(Stated goal):
Convert the listing, from the line containing "Trace the outline of every instance of the statue's" through the end of the listing, into a numbered list with one entry per line, leaving out any blank lines.

========================

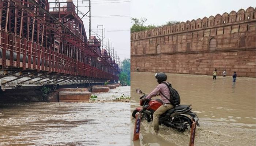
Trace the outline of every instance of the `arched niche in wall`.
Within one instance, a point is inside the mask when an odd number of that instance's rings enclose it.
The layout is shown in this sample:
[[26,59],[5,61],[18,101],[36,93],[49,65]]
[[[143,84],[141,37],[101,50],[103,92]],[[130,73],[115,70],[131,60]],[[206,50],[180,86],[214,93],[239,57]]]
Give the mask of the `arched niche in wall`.
[[217,48],[217,41],[214,38],[212,38],[209,41],[209,50],[214,51]]
[[254,9],[252,7],[247,8],[245,11],[245,20],[250,19],[253,18]]
[[222,24],[221,15],[218,14],[215,16],[214,25],[220,25]]
[[157,54],[161,53],[161,46],[159,44],[157,44],[156,47],[157,50]]
[[221,19],[222,20],[222,22],[221,22],[221,24],[227,23],[229,20],[229,14],[226,12],[224,13],[223,14],[222,14]]

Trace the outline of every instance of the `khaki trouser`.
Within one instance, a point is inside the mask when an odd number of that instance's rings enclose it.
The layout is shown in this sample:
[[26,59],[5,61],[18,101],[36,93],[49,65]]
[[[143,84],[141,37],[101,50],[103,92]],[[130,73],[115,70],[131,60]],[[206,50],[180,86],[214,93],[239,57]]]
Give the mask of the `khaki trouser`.
[[165,112],[168,110],[173,108],[174,106],[172,104],[166,104],[166,106],[164,106],[164,104],[161,105],[155,111],[153,115],[153,118],[154,122],[154,129],[155,130],[159,130],[158,126],[158,120],[159,117],[161,115]]

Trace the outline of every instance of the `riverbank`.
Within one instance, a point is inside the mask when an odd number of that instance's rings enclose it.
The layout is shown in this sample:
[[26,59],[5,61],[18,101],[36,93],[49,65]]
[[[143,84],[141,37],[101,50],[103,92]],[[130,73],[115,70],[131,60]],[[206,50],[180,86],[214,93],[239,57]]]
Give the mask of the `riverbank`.
[[[129,90],[111,92],[119,97]],[[0,145],[130,146],[129,102],[97,94],[100,101],[92,103],[0,104]]]

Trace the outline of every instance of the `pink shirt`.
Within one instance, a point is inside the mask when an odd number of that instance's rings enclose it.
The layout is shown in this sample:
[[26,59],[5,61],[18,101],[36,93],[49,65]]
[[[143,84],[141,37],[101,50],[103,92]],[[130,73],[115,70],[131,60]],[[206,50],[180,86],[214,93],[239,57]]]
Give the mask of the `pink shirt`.
[[[153,96],[154,96],[157,95],[159,95],[160,93],[160,91],[163,94],[165,97],[170,99],[170,89],[169,87],[167,87],[166,85],[164,83],[161,84],[155,88],[152,92],[151,92],[146,97],[146,99],[151,99]],[[170,101],[166,99],[162,94],[160,94],[160,96],[161,96],[161,98],[164,103],[170,103]]]

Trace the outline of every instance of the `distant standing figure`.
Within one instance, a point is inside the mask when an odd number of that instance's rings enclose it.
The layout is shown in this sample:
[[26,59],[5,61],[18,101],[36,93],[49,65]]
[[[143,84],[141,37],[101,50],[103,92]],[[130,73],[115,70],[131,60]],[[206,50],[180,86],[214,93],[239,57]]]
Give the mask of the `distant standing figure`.
[[237,74],[236,73],[236,72],[234,72],[233,74],[233,82],[236,82],[236,78],[237,78]]
[[223,72],[223,77],[226,77],[226,69],[224,70],[224,72]]
[[213,71],[213,80],[216,80],[216,76],[217,76],[217,69],[215,69]]

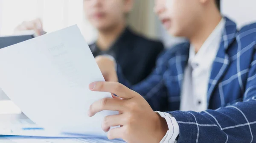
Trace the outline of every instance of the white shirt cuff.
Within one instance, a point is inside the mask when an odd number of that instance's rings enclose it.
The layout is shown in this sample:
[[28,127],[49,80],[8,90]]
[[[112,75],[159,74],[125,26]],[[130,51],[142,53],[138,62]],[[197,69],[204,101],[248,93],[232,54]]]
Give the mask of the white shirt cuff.
[[171,114],[159,111],[155,112],[166,119],[169,129],[160,143],[176,143],[176,138],[180,134],[180,128],[177,121]]

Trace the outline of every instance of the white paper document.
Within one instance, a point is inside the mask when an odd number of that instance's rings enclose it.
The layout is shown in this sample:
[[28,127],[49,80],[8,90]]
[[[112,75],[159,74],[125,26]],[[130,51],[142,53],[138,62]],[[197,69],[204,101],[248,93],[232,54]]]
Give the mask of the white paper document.
[[103,117],[117,113],[87,116],[93,102],[111,96],[88,88],[91,82],[104,79],[77,26],[0,49],[0,67],[1,88],[46,131],[105,136]]

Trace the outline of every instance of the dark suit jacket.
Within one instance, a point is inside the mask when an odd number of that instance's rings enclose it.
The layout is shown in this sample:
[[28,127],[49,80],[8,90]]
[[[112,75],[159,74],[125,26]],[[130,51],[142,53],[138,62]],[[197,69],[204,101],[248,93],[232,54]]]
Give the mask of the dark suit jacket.
[[205,95],[206,111],[178,111],[188,43],[166,51],[152,74],[135,86],[129,86],[117,70],[119,82],[143,96],[153,110],[169,111],[175,117],[178,143],[256,143],[256,23],[239,31],[236,23],[224,18]]
[[155,67],[163,49],[161,42],[148,39],[127,28],[107,51],[101,51],[96,43],[89,45],[94,57],[112,56],[120,66],[124,76],[134,84],[146,77]]

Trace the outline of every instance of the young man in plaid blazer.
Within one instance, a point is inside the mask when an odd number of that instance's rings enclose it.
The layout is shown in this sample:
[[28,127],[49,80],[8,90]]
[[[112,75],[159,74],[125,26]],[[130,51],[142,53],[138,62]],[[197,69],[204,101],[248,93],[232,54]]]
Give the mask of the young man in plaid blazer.
[[[96,58],[112,82],[90,88],[118,97],[93,103],[89,115],[119,111],[105,118],[102,129],[128,143],[256,142],[256,24],[237,30],[221,16],[219,0],[155,2],[168,31],[189,42],[166,51],[151,75],[133,86],[118,63],[116,72],[113,59]],[[129,88],[113,82],[117,77]]]

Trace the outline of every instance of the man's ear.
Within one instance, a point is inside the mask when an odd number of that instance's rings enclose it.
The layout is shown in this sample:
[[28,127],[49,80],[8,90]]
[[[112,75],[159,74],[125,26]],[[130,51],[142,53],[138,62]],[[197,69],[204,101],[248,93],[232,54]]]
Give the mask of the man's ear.
[[134,0],[124,0],[125,3],[124,12],[128,14],[131,10],[134,4]]

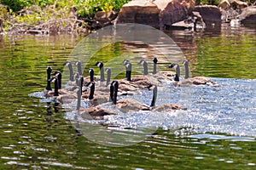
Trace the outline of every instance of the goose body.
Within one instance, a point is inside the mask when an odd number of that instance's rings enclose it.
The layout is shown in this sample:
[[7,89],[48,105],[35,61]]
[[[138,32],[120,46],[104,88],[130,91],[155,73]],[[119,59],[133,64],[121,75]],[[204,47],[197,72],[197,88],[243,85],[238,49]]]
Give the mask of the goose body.
[[189,78],[189,61],[184,60],[183,65],[185,67],[185,79],[183,82],[179,82],[179,72],[180,68],[177,64],[172,64],[169,65],[169,68],[175,68],[176,69],[176,76],[174,78],[173,84],[177,87],[193,87],[193,86],[198,86],[198,85],[207,85],[207,86],[213,86],[213,87],[218,87],[219,85],[216,83],[215,82],[212,81],[208,77],[205,76],[195,76],[193,78]]
[[157,98],[157,86],[150,84],[149,86],[147,87],[149,90],[153,90],[153,99],[150,104],[150,106],[152,107],[151,110],[154,111],[158,111],[158,112],[170,112],[173,111],[175,110],[187,110],[186,107],[179,105],[179,104],[163,104],[160,105],[155,105],[155,101]]
[[105,87],[100,87],[102,89],[96,89],[95,82],[91,82],[88,84],[90,90],[83,93],[82,99],[88,100],[94,106],[106,103],[109,101],[109,89],[106,89]]

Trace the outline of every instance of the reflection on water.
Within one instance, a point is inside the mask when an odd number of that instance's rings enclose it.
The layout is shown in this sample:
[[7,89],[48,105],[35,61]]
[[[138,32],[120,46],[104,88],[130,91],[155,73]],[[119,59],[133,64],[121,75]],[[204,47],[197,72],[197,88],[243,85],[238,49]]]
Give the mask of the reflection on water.
[[[1,37],[1,169],[255,168],[255,81],[249,79],[255,78],[255,30],[166,33],[191,61],[193,75],[218,77],[214,80],[222,87],[189,88],[189,98],[182,96],[186,88],[170,87],[171,97],[160,102],[180,102],[189,114],[162,114],[154,122],[147,117],[162,128],[142,142],[119,148],[84,138],[65,117],[61,105],[28,97],[45,88],[46,66],[63,71],[63,62],[81,37]],[[141,53],[134,44],[111,47],[99,56],[120,49],[118,55],[125,48]],[[234,79],[240,77],[246,79]],[[121,126],[147,124],[144,117],[137,113],[130,122],[127,116],[108,121]]]

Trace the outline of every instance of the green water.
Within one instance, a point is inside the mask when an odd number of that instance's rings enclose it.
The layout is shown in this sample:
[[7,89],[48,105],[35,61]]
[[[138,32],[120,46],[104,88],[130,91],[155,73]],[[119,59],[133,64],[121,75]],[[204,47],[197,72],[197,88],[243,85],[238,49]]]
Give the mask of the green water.
[[[190,60],[193,75],[254,78],[256,31],[233,31],[166,33]],[[82,38],[0,37],[0,169],[256,168],[255,136],[209,132],[198,137],[189,127],[159,128],[133,145],[107,147],[81,135],[64,118],[61,105],[28,97],[45,88],[46,66],[62,71],[63,63]],[[113,44],[97,55],[111,59],[124,54],[122,50],[125,46]],[[181,130],[188,133],[179,133]]]

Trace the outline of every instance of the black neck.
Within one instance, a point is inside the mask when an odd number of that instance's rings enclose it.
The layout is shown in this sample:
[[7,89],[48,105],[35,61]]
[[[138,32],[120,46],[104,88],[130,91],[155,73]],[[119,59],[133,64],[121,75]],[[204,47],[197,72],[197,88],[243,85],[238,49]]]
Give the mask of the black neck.
[[119,82],[113,81],[110,85],[110,100],[116,105],[117,94],[119,90]]
[[78,65],[78,71],[79,71],[79,76],[82,76],[82,66],[81,66],[81,63],[80,62],[78,62],[77,63],[77,65]]
[[100,70],[101,70],[101,82],[104,82],[105,77],[104,77],[104,66],[103,66],[103,65],[102,65],[102,66],[100,66]]
[[126,78],[127,81],[131,81],[131,64],[128,63],[126,65]]
[[153,89],[153,98],[150,104],[151,107],[155,106],[156,96],[157,96],[157,87],[155,86]]
[[146,61],[144,61],[144,63],[143,63],[143,67],[144,67],[144,75],[148,75],[148,63]]
[[59,82],[58,79],[55,78],[55,94],[54,96],[59,96]]
[[50,82],[51,82],[50,79],[47,80],[47,86],[46,86],[45,89],[47,89],[47,90],[52,90],[52,88],[50,87]]
[[153,64],[153,74],[156,74],[156,63]]
[[185,79],[189,78],[189,63],[184,63],[185,66]]
[[70,81],[74,81],[73,80],[73,67],[72,67],[71,63],[68,65],[68,69],[69,69],[69,80]]
[[93,99],[93,95],[94,95],[94,91],[95,91],[95,83],[94,82],[90,82],[92,83],[90,88],[90,95],[89,95],[89,99]]
[[78,94],[78,105],[77,105],[77,110],[79,110],[81,107],[81,95],[82,95],[82,90],[79,88],[77,92]]
[[47,80],[49,80],[50,79],[50,73],[51,73],[51,67],[48,66],[46,71],[47,71]]
[[90,71],[90,82],[94,82],[94,71],[93,70]]
[[61,89],[61,78],[62,78],[62,76],[61,76],[61,72],[58,73],[57,77],[58,77],[58,84],[59,84],[58,88],[59,88],[59,89]]
[[107,82],[106,82],[106,86],[108,86],[110,82],[110,78],[111,78],[111,70],[108,69],[108,76],[107,76]]

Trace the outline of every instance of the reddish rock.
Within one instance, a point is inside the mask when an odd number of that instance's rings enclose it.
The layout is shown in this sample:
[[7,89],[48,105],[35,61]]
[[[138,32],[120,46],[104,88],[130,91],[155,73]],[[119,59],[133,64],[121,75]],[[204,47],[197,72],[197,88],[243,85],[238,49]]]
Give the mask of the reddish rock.
[[195,7],[195,0],[134,0],[125,4],[117,23],[138,23],[163,28],[184,20]]
[[256,25],[256,6],[247,7],[242,9],[242,12],[238,15],[241,23],[246,26]]
[[159,27],[159,13],[160,9],[149,1],[131,1],[120,9],[117,23],[137,23]]
[[195,11],[200,13],[207,28],[220,27],[221,11],[218,7],[213,5],[196,6]]

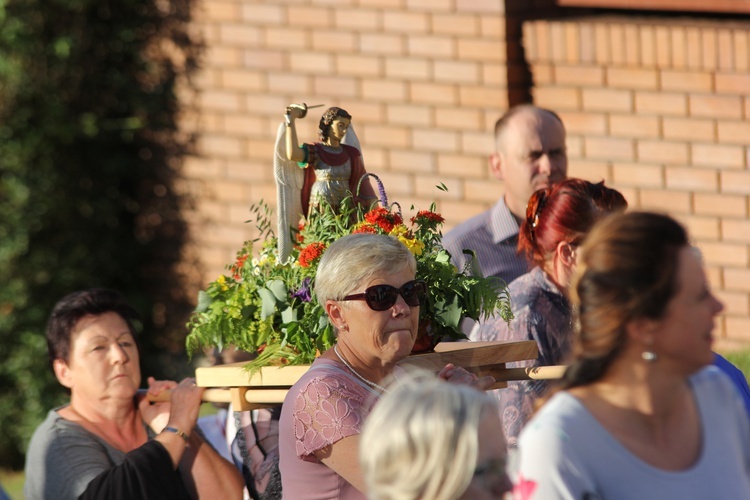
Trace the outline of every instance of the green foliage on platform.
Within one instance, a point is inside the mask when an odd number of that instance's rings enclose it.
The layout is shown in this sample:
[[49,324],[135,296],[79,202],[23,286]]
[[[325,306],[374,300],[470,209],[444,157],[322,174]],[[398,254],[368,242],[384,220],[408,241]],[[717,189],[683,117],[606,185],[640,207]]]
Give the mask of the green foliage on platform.
[[0,465],[63,399],[44,341],[63,295],[119,289],[145,361],[184,359],[175,86],[200,50],[193,1],[0,0]]

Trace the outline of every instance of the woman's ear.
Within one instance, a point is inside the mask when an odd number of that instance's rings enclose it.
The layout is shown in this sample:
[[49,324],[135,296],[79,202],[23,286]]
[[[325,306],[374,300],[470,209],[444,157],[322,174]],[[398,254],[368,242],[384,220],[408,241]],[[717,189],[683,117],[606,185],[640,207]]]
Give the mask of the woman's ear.
[[635,318],[625,325],[630,341],[642,346],[644,350],[654,345],[654,337],[658,329],[659,321],[650,318]]
[[326,314],[337,332],[344,332],[349,329],[346,324],[344,308],[335,300],[326,300]]
[[68,389],[73,388],[73,378],[71,377],[68,363],[57,358],[52,362],[52,370],[55,372],[55,377],[57,377],[57,381],[60,382],[60,384]]
[[576,263],[576,253],[578,252],[578,246],[572,245],[567,241],[561,241],[557,244],[555,249],[560,262],[565,264],[565,267],[571,268]]

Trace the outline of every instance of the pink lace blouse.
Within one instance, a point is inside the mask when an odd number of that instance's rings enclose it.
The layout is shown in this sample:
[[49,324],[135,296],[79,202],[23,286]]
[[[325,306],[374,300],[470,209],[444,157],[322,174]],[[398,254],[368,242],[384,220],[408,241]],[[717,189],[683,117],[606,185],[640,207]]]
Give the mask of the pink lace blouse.
[[318,358],[289,390],[279,420],[284,498],[364,499],[314,452],[362,431],[379,394],[337,361]]

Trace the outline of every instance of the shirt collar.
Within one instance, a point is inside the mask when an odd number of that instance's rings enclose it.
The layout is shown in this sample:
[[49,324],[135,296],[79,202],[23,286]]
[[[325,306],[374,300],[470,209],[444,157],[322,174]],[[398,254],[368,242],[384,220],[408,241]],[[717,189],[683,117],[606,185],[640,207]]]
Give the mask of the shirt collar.
[[518,222],[513,214],[510,213],[508,205],[505,204],[505,197],[500,198],[490,213],[490,232],[492,241],[500,243],[507,239],[518,236]]

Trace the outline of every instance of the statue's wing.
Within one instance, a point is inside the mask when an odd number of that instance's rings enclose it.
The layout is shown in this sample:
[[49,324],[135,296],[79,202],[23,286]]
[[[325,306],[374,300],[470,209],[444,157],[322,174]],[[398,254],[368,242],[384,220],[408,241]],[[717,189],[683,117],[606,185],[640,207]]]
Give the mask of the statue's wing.
[[357,132],[354,130],[353,123],[349,124],[349,129],[347,129],[346,135],[344,136],[344,140],[341,141],[341,144],[354,146],[359,151],[359,154],[362,154],[362,147],[359,145],[359,137],[357,137]]
[[273,172],[276,178],[277,228],[279,237],[279,262],[284,262],[292,252],[290,228],[297,229],[302,215],[302,186],[305,173],[296,161],[286,157],[286,124],[281,122],[276,133]]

========================

(Response to the task):
1. Trace the outline of every instance of the statue's wing.
2. Within one instance, a point is inside the mask when an odd number of that instance's rings enclose it.
3. The layout is shown in this sample:
4. [[49,324],[135,296],[79,202],[23,286]]
5. [[[325,306],[374,300],[470,209],[444,157],[322,174]],[[398,254],[368,242],[384,220],[408,241]],[[717,189],[683,117],[606,185],[640,207]]]
6. Give the mask of the statue's wing.
7. [[357,132],[354,130],[353,123],[349,124],[349,129],[347,129],[346,135],[344,136],[344,140],[341,141],[341,144],[354,146],[359,151],[359,154],[362,154],[362,147],[359,145],[359,137],[357,137]]
8. [[273,172],[276,178],[277,228],[279,237],[279,262],[284,262],[292,252],[290,228],[297,229],[302,215],[302,186],[305,173],[296,161],[286,157],[286,124],[281,122],[276,133]]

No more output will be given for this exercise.